==== SOURCE DATA ====

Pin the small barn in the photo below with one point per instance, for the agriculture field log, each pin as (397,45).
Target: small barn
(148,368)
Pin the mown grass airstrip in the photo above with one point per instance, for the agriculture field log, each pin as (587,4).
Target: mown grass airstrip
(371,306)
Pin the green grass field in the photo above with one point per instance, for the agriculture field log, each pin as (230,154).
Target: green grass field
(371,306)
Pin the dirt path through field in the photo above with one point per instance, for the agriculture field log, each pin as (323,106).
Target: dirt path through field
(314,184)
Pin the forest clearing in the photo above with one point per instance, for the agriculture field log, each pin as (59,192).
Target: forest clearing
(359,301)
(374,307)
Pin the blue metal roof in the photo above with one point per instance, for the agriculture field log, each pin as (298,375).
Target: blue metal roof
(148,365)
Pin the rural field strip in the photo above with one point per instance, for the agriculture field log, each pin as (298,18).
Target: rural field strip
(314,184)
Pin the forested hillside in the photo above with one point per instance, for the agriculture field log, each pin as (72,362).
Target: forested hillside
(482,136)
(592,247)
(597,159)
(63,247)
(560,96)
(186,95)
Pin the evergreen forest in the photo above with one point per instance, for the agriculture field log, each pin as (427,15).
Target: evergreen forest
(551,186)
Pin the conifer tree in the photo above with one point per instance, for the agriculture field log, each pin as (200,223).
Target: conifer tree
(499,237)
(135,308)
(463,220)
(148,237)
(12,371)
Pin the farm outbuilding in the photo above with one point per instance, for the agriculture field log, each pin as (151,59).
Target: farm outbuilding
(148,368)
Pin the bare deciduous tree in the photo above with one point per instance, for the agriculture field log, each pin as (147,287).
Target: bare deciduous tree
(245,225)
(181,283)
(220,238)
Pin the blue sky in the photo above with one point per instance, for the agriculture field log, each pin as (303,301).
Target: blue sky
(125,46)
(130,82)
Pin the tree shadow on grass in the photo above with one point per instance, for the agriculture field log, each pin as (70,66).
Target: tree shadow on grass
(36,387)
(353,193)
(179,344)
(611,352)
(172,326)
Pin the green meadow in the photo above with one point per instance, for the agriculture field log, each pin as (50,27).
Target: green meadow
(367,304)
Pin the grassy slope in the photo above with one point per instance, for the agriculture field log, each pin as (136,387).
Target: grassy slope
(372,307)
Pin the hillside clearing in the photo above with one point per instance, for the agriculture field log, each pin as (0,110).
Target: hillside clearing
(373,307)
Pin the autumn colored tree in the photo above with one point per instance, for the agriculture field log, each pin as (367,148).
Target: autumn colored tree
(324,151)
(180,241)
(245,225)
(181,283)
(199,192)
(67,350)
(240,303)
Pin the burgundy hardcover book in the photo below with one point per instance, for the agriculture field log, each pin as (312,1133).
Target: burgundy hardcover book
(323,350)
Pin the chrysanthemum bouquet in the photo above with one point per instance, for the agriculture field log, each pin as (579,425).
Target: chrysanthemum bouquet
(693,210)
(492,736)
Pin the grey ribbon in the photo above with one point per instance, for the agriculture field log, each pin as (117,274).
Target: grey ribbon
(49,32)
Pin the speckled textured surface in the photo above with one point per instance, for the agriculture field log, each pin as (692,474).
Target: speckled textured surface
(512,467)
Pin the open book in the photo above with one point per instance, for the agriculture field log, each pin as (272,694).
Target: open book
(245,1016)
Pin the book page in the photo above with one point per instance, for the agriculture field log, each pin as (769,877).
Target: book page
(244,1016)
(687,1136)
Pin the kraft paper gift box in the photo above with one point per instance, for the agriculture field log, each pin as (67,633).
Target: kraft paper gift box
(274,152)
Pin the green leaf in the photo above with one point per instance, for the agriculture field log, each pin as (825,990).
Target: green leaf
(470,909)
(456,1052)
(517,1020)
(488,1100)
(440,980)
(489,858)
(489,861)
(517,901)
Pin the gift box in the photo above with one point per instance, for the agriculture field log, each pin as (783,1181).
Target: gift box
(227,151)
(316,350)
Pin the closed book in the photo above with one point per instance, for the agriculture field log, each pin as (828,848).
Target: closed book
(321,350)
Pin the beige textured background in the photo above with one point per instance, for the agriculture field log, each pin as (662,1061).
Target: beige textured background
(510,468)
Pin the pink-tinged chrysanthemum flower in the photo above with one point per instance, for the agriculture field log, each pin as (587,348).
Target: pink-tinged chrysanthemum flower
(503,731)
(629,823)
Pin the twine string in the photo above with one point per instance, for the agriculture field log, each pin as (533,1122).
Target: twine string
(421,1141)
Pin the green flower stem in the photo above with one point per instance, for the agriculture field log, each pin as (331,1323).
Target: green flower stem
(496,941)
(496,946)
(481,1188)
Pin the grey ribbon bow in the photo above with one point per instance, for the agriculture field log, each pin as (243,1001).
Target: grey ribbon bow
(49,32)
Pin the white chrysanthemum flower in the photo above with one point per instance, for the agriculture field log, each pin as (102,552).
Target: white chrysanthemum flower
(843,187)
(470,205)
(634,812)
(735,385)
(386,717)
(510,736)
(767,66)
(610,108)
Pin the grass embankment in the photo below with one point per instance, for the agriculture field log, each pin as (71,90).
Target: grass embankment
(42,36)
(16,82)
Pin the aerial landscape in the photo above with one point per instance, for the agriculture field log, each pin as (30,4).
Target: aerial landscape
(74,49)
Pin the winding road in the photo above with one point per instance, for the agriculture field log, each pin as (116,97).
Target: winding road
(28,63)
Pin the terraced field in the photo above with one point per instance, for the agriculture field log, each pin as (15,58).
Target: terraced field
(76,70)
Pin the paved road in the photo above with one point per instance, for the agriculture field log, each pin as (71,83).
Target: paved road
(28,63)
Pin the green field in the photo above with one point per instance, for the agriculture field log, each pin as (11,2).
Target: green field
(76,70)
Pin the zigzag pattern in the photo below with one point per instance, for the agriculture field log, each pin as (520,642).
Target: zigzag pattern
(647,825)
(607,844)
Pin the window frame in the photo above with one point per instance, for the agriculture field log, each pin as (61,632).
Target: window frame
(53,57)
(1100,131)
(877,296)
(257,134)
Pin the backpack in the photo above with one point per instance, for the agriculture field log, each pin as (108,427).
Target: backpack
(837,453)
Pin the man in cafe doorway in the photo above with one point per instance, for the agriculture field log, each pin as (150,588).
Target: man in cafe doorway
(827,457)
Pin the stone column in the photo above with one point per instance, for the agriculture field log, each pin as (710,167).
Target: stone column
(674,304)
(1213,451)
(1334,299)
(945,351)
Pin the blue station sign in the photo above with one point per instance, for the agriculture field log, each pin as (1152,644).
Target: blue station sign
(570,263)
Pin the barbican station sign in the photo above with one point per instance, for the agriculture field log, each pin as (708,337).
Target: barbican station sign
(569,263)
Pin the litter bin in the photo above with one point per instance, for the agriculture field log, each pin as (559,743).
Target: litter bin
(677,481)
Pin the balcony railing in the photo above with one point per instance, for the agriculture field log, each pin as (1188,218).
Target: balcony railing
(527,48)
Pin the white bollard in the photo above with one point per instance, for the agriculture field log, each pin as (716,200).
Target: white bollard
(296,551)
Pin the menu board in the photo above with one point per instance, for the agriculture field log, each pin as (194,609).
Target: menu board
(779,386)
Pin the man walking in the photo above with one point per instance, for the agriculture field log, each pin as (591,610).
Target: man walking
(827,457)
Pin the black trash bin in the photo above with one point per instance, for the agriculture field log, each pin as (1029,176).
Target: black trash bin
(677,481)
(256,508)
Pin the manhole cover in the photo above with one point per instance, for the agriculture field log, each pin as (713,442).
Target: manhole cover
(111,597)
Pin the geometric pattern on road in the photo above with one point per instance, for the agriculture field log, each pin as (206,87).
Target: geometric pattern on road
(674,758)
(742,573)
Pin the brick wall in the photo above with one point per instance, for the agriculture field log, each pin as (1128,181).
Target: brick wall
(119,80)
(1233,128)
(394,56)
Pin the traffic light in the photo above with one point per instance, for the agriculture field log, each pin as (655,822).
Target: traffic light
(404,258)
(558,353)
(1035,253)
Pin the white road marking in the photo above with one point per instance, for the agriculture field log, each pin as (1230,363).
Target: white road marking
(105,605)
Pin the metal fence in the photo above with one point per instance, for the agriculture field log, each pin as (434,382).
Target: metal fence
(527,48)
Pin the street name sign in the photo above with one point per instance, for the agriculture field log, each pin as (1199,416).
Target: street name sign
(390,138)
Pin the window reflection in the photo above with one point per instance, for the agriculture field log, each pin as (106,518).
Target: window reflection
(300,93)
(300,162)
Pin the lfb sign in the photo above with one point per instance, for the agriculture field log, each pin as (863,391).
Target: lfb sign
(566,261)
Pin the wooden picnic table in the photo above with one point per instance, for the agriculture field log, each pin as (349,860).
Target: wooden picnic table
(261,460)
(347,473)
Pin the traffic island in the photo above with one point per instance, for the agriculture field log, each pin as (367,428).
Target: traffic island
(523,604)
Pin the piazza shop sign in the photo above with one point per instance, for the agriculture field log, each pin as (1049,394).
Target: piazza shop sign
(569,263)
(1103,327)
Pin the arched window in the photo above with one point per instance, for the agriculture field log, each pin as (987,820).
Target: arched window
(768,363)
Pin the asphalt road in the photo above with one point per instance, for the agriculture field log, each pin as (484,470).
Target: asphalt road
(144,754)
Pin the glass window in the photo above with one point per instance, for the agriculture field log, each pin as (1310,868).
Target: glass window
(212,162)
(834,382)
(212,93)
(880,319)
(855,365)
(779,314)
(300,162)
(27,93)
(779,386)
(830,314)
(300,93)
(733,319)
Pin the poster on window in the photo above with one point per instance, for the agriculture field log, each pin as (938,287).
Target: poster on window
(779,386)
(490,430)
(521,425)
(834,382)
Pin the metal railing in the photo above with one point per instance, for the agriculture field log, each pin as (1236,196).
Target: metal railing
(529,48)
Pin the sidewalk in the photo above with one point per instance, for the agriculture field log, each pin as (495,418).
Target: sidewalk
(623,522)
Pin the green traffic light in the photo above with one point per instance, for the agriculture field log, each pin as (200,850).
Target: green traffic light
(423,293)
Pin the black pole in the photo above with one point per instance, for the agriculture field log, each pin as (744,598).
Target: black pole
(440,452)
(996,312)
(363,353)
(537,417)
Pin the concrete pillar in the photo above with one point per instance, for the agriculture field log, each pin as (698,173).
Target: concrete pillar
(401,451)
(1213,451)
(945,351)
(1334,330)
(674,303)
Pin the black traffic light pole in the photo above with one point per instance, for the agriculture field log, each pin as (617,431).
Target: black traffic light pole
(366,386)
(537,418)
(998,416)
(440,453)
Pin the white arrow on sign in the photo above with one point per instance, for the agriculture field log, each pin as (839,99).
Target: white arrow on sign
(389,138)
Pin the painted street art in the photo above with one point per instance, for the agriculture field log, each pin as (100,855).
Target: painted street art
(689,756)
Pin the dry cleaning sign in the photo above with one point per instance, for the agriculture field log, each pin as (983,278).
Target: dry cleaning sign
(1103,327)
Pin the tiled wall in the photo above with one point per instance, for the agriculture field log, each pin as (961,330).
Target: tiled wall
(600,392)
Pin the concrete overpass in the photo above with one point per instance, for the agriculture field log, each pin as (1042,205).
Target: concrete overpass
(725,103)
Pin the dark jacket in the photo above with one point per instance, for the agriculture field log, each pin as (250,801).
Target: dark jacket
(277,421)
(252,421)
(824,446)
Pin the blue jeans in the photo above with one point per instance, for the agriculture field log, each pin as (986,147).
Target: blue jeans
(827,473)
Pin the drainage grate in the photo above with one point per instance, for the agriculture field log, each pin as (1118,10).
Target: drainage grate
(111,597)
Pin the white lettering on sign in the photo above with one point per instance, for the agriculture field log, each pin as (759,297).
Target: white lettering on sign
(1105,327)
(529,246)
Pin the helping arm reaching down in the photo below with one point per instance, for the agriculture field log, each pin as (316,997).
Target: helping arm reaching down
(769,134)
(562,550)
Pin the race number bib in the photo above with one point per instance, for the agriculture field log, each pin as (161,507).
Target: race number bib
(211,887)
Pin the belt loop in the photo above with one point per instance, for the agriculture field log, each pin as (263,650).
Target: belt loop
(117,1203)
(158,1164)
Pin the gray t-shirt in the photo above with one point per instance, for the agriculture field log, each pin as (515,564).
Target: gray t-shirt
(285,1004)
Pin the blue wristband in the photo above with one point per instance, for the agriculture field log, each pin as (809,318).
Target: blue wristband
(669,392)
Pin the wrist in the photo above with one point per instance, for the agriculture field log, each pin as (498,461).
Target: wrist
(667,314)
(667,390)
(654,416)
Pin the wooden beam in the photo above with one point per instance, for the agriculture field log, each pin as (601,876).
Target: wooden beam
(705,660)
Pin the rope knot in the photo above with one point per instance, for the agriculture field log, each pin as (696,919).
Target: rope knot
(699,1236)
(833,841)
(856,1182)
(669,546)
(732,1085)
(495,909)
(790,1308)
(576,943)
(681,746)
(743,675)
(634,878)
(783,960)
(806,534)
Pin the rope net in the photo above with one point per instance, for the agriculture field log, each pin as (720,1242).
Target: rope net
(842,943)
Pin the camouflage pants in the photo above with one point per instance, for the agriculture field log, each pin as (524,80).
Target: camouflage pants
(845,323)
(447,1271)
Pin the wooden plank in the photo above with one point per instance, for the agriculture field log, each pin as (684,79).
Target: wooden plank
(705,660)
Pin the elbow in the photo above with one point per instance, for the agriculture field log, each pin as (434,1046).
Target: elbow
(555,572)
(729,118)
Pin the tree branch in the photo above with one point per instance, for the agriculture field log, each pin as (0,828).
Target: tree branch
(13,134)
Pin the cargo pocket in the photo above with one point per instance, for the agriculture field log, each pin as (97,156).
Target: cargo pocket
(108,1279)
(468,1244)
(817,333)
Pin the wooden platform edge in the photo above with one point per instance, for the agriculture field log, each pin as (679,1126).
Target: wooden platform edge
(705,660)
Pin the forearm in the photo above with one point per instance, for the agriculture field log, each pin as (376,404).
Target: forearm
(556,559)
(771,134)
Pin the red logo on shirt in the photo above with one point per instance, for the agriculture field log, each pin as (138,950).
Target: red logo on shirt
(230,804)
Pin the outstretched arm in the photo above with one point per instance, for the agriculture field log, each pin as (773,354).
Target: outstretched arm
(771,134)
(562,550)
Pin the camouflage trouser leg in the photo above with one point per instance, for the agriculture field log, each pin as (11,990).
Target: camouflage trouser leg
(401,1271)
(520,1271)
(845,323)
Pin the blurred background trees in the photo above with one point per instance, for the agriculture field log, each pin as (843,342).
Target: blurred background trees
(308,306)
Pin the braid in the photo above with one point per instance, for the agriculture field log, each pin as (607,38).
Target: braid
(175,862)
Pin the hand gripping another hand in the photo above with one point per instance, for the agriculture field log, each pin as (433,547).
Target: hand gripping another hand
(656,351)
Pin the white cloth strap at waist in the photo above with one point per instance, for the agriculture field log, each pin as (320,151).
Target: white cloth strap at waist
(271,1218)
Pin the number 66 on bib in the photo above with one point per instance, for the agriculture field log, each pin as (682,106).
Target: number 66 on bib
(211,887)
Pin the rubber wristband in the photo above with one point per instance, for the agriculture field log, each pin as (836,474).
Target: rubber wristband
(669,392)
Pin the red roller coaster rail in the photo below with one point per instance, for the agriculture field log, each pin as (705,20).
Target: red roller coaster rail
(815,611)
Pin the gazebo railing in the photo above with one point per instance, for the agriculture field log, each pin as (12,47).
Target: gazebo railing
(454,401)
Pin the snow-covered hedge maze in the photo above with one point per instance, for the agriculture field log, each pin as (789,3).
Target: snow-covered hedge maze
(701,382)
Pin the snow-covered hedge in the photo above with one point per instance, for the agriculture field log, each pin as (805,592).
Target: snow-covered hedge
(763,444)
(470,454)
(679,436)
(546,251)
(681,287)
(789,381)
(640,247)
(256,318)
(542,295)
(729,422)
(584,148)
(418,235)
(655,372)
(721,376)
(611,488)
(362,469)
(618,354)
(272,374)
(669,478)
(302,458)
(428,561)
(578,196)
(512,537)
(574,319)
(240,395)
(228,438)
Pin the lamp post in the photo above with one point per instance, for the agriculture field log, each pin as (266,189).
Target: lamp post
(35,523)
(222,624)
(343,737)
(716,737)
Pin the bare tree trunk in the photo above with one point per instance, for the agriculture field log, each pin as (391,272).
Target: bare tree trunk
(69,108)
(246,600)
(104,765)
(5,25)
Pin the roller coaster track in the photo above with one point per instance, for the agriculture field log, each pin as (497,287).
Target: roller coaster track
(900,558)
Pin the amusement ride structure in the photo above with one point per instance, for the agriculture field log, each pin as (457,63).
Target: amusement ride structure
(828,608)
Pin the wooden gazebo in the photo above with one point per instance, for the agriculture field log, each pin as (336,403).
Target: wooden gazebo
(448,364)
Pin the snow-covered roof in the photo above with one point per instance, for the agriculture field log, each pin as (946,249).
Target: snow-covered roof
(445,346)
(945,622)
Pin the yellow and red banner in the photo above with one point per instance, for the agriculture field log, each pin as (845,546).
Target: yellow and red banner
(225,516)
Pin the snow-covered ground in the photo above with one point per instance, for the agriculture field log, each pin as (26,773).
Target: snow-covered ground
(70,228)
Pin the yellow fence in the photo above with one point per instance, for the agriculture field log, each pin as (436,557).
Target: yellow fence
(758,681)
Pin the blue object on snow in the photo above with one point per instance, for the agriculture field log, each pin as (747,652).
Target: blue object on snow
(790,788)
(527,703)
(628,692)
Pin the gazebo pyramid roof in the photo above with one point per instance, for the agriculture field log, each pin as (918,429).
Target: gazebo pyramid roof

====

• **EXERCISE BRIEF**
Every line from the one containing "Pin the snow-covered roof" through the last line must be copied exactly; leave out the rest.

• **RESULT OF THIS EXERCISE**
Pin the snow-covered roof in the photo above with one point per instance, for the agriculture field log, each pin as (946,249).
Target: snow-covered roof
(445,346)
(945,622)
Pin the yellow and red banner in the photo above with one point per instance, for the agriculture field log, each pin as (845,546).
Target: yellow and red banner
(225,516)
Pin the snow-covered ground in the photo above with one point per instance, for the agriculture field log, each pin as (26,773).
Target: snow-covered ground
(70,228)
Pin the yellow fence in the photo above with one point per instance, for the agriculture field log, each pin as (436,557).
Target: yellow fence
(758,681)
Pin the blue object on snow in the photo above with one point per instance, for the agriculture field log, each pin as (747,652).
Target: blue object on snow
(790,788)
(527,703)
(628,692)
Pin the gazebo pyramid roof in the photo above with one point per instance, for the agriculture field log, each pin as (918,429).
Target: gazebo pyramid roof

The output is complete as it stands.